§ ISI TUGAS
Lanjutkan teks tentang Chairil di bawah ini, dimulai setelah kalimat terakhirnya.

§ TEKS SUMBER
________________________________________
Karet memang nama sebuah kompleks pemakaman di Jakarta, dan Chairil memang segera mengembuskan napas terakhirnya pada 28 April 1949; sementara puisi tersebut ditulis pada tahun yang sama.
Chairil adalah legenda. Cerita lain tampak dalam peristiwa yang kemudian dikisahkan kembali oleh Evawani Alissa, satu-satunya anak Chairil—yang ditinggal mati saat usianya baru 10 bulan. Dalam sebuah percakapan dengan Hapsah Wiriaredja, ibu Evawani, Chairil berucap bahwa jika umurnya bakal panjang, dirinya akan menjadi Menteri Pendidikan dan Kebudayaan.
Namun, jika usianya pendek, sebagaimana kata Chairil, “Anak-anak sekolah akan berziarah ke kuburku menabur bunga.” Chairil tidak salah. Usianya memang pendek. Dihitung dari tanggal lahirnya, 26 Juli 1922, umurnya tak sempat genap 27 tahun. Soal anak-anak sekolah, esensinya, dia juga benar: namanya menjadi hafalan wajib dan sajak-sajaknya menjadi bacaan wajib, terutama untuk mata pelajaran bahasa Indonesia. Soal ziarah dan menabur bunga, tampaknya tak harus dimaknakan secara harfiah. Yang jelas, hingga kini tanggal kematiannya diam-diam telah dijadikan sebagai patokan Hari Sastra Nasional.
________________________________________
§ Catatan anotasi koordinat
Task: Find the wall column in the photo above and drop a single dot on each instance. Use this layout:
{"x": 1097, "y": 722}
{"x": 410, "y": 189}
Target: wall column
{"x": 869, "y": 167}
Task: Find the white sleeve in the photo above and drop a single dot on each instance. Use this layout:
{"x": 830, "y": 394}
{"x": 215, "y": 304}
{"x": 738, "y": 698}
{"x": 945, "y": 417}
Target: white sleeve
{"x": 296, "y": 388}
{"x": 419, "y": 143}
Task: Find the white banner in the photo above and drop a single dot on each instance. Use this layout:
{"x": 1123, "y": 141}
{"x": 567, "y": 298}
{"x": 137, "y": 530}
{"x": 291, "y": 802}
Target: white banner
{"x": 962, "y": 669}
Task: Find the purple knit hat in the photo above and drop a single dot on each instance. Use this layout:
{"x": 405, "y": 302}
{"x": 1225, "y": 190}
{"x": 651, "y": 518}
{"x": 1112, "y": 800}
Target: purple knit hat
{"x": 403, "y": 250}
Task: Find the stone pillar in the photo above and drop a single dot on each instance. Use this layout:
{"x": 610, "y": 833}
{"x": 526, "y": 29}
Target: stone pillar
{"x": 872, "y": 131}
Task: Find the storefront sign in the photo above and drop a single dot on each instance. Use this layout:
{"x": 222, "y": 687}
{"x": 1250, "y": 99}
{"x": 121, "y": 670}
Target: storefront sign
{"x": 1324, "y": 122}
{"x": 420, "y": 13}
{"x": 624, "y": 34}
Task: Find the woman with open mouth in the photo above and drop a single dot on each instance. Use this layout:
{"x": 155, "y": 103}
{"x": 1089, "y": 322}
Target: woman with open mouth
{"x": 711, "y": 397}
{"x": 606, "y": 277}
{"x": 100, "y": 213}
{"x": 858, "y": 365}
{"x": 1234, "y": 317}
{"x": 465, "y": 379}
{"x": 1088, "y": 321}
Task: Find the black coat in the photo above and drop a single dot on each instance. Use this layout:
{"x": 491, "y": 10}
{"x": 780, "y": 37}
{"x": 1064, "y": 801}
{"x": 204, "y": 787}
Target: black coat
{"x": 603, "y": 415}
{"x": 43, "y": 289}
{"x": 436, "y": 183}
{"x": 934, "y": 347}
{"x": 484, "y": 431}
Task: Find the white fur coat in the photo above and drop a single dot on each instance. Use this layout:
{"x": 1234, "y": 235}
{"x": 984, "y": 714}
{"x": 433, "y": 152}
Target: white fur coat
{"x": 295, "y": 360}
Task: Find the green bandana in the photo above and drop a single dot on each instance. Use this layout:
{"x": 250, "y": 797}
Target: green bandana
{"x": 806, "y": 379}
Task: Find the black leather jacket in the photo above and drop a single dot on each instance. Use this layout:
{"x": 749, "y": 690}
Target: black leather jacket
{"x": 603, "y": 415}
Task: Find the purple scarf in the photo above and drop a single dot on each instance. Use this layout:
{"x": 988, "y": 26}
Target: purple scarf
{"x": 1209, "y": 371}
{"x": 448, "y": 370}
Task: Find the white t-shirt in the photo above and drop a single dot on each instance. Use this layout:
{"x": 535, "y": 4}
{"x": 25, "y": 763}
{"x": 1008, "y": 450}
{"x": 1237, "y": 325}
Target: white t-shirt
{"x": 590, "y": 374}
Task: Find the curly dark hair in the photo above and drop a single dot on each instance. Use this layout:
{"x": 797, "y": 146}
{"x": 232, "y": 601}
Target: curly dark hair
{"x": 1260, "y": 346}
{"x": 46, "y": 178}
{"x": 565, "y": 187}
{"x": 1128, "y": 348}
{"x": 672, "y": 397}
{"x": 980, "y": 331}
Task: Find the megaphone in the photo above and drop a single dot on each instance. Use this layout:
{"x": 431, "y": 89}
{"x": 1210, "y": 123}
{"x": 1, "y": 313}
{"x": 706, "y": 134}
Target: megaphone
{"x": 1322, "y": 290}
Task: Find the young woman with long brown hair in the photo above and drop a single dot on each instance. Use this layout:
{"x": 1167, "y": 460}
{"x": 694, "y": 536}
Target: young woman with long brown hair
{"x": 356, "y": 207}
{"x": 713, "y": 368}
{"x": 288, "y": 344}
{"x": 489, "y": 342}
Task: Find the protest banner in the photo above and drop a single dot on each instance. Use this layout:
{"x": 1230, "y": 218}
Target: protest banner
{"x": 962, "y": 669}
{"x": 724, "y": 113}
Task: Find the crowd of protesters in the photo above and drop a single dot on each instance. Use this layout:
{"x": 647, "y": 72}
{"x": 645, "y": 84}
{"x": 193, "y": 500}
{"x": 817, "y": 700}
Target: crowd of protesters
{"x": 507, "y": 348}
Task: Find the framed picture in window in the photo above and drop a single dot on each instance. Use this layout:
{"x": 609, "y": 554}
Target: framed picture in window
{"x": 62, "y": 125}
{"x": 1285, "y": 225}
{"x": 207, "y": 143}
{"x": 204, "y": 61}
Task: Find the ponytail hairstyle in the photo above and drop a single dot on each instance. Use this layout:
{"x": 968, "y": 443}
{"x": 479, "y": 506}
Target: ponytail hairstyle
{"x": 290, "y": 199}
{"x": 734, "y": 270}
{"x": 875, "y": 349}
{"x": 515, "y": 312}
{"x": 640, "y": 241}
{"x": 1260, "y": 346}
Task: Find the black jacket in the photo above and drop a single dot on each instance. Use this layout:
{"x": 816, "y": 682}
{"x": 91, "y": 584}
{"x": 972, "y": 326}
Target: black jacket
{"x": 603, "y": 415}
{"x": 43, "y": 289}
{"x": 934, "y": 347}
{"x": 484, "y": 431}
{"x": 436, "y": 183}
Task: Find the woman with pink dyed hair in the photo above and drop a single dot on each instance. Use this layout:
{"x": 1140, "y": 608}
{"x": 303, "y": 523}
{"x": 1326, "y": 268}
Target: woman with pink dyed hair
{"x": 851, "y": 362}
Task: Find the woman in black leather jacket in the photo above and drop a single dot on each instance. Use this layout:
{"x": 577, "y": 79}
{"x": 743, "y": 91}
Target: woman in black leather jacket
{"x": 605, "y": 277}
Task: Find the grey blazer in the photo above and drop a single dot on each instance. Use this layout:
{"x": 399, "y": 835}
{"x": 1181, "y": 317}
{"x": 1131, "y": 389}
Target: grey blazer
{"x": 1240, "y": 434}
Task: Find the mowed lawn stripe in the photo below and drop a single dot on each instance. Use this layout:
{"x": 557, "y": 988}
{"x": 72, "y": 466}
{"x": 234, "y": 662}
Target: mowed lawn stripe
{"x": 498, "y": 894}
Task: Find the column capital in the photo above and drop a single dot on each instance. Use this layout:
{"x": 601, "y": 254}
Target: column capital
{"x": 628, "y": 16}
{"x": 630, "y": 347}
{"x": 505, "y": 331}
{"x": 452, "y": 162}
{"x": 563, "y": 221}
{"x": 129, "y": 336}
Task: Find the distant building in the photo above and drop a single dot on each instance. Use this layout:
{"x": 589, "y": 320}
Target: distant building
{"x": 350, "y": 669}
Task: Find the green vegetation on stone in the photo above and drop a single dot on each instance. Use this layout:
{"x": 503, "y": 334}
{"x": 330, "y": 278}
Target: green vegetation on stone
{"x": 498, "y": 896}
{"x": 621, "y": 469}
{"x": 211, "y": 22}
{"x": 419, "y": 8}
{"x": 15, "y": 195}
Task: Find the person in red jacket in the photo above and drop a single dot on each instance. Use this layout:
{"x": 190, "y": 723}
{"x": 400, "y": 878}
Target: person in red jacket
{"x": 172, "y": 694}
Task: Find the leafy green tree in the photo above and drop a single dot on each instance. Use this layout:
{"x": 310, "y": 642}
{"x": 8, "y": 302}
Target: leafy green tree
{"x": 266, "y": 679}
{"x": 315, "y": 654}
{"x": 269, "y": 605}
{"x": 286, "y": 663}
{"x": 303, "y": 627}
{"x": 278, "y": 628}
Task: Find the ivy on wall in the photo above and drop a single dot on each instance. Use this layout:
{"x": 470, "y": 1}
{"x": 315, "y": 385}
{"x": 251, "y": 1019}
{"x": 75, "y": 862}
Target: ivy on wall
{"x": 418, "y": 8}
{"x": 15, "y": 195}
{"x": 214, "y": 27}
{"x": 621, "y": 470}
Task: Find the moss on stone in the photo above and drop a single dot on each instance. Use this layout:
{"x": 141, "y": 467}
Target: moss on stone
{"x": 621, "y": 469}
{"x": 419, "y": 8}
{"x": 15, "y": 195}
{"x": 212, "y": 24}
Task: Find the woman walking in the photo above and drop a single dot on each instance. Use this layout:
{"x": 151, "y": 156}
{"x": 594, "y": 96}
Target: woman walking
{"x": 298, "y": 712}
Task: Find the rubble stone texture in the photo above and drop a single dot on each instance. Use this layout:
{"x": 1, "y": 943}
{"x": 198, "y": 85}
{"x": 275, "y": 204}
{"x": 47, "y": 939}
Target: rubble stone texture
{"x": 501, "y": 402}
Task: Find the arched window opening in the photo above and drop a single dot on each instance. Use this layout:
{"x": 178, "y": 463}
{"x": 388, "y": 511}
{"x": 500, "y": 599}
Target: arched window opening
________________________________________
§ HASIL
Dari sejumlah sajaknya telah lahir sejumlah juara baca puisi dan deklamasi, mengingat salah satu puisi wajibnya kerap diambil dari karya Chairil. Juga dari sajak-sajaknya—tercatat ada 70 puisi asli, di samping 10 puisi terjemahan, empat puisi saduran, empat prosa terjemahan, dan enam prosa asli, termasuk naskah pidato—telah pula terlahirkan sejumlah sarjana, baik sarjana sastra maupun sarjana psikologi sebagaimana sosiolog Arief Budiman, yang kemudian membukukan skripsinya: Chairil Anwar: Sebuah Pertemuan (1976).
Masih berkait dengan pelegendaan atas dirinya, berbagai tingkah laku Chairil menjadi semacam acuan bagi para seniman yang selama ini menganggap kehidupan Chairil tidak pernah tertata: pakaian lusuh, wajah kotor, dekat dengan berbagai kalangan, dan berkarib dengan berbagai penyakit. Juga tentang gaya hidupnya yang tak teratur yang kemudian membuatnya akrab dengan beragam penyakit. Anak angkat Sutan Takdir pernah menemukan tubuh Chairil sedang tergolek tanpa alas sama sekali di sebuah ujung gang.
Asrul Sani, karibnya, juga pernah mengisahkan bagaimana sahabatnya itu berniat mencuri sebuah buku filsafat di sebuah toko buku, sementara yang tercuri ternyata malah kitab Injil—karena keduanya sama-sama tebal dan sampulnya sama-sama berwarna hitam.
Namun, untuk gaya berpakaian yang dikesankan kacau, Asrul Sani menyangkal dengan menginformasikan bahwa dalam berpakaian, Chairil bahkan terkesan dandy: Leher kemeja senantiasa kaku dikanji saat dicuci dan pakaiannya selalu rapi terseterika.
Begitulah legenda.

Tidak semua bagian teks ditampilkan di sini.